* _EXERCISE AIM_:
Count the lines in the records below that contain the string "hand", and reply with only that number.

Labeling and segmentation records:
— start —

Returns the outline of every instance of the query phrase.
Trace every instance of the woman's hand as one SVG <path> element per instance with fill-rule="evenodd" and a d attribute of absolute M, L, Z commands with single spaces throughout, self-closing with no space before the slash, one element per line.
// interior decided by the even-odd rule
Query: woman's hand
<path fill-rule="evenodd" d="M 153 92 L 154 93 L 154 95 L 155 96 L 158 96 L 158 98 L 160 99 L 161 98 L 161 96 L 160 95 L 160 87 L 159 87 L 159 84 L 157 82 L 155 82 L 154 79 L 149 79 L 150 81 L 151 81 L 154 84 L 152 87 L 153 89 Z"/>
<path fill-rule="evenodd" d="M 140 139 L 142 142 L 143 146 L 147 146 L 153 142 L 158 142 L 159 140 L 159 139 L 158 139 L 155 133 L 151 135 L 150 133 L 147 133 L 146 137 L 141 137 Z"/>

— end —

* _ANSWER FOR THE TASK_:
2